Items from a data source
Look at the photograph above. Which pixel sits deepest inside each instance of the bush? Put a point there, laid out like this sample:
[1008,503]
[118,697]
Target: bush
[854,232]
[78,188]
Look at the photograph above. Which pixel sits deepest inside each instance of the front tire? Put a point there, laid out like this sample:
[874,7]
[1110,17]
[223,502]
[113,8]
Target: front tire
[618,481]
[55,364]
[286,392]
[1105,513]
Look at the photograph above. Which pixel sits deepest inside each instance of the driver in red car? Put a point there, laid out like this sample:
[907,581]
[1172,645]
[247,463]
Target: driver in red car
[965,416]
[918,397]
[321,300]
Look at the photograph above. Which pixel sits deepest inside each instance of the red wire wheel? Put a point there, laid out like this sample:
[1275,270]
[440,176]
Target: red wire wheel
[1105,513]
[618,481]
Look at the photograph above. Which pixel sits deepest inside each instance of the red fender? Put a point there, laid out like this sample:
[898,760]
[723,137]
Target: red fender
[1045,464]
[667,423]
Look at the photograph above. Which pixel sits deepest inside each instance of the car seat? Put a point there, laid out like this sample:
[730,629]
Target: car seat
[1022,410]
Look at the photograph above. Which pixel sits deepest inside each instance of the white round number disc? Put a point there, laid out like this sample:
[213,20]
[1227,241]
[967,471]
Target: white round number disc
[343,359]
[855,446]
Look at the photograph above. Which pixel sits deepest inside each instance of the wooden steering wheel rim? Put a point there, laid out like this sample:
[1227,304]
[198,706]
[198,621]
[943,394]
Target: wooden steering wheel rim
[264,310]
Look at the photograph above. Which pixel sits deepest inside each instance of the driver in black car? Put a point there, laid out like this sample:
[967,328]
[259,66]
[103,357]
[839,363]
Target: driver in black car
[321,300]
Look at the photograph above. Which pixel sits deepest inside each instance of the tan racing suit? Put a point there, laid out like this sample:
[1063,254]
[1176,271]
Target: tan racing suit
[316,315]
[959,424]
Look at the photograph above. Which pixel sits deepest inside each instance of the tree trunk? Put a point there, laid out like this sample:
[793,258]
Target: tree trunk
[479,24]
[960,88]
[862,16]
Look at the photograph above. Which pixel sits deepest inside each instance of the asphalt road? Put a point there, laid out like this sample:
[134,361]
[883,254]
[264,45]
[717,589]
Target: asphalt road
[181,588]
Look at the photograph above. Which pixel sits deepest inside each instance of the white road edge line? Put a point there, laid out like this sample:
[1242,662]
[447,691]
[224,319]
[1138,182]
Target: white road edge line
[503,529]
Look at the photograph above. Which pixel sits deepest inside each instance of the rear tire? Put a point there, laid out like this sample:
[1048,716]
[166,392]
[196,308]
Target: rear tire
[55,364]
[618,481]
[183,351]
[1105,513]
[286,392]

**What to do:** Repeat all of the entries above word for word, from the first one through the last.

**Completed task:**
Look at the photograph above. Which pixel sits deepest inside each instance of the bush? Put a point there, laid out like this sample:
[1008,503]
[118,697]
Target: bush
[854,232]
[78,188]
Look at the photograph above. Which pixel sits deepest inside each instance of the front tire? Put a point there, laid out like this sample:
[874,7]
[1110,17]
[223,502]
[113,8]
Target: front tire
[618,481]
[55,364]
[286,392]
[1105,513]
Look at the photograph above. Which pixel sits deepest inside each instance of the driver in red car? Put a point there, laid out like this sample:
[907,581]
[1172,645]
[247,463]
Target: driver in red car
[965,416]
[918,397]
[321,300]
Look at the photograph above. Which pixel sits deepest inside each instance of the red wire wheel? Put a point there, laid out like this sample:
[1275,270]
[440,176]
Target: red wire wheel
[1105,513]
[618,481]
Look at the photograph above. Which pixel sits deepest inside each instance of the red fender? Put a point there, laid out like this sample:
[898,760]
[723,137]
Target: red fender
[1045,464]
[667,423]
Look at the photograph above. Which pixel sits deepest inside each instance of the car seat? Put a point there, laid out like this sample:
[730,629]
Target: car seat
[1022,410]
Look at the photograph above. Which pixel sits deepest inside each instance of the white round number disc? Put a point there, laid out like this sample:
[213,20]
[1227,241]
[967,471]
Target: white round number disc
[343,359]
[855,446]
Look at the photograph above. Which pixel sits deepest inside each instance of the wooden steering wheel rim? Put a point there, laid out like this sample:
[1227,304]
[198,706]
[198,621]
[943,394]
Target: wooden steering wheel rim
[264,310]
Look at the photograph above. Which pixel sits deepest inside each instance of the driver in black car? Put a point there, laid out like this sample:
[967,328]
[259,66]
[103,357]
[839,363]
Target: driver in black car
[321,300]
Look at the photograph above. Which pixel sits deepest inside each instance of the tan racing suit? Put a point there, laid out like this sample:
[1063,254]
[1176,271]
Target: tan racing suit
[316,315]
[959,424]
Look at the photograph above. Which pixel sits deepest inside each instance of the tree trunk? Put a point there, laid out like this sample:
[793,258]
Target: tree trunk
[479,24]
[960,88]
[862,16]
Look at the photograph above. Which pixel sits deepest inside each instance of the asphalt road? Put a point there, laid out like this sample:
[134,361]
[883,254]
[264,45]
[717,589]
Target: asphalt road
[181,588]
Look at the photograph above. Which pixel sits deepest inside each instance of the white road edge line? Put a point there, laid out like this sample:
[1242,662]
[447,691]
[224,319]
[1138,182]
Target: white road edge line
[503,529]
Look at the photograph above. Which pixel sits deepest inside each instance of the rear tire? Put a point there, laid out like this sample:
[1048,716]
[166,392]
[196,308]
Target: rear tire
[55,364]
[618,481]
[183,351]
[1105,513]
[286,392]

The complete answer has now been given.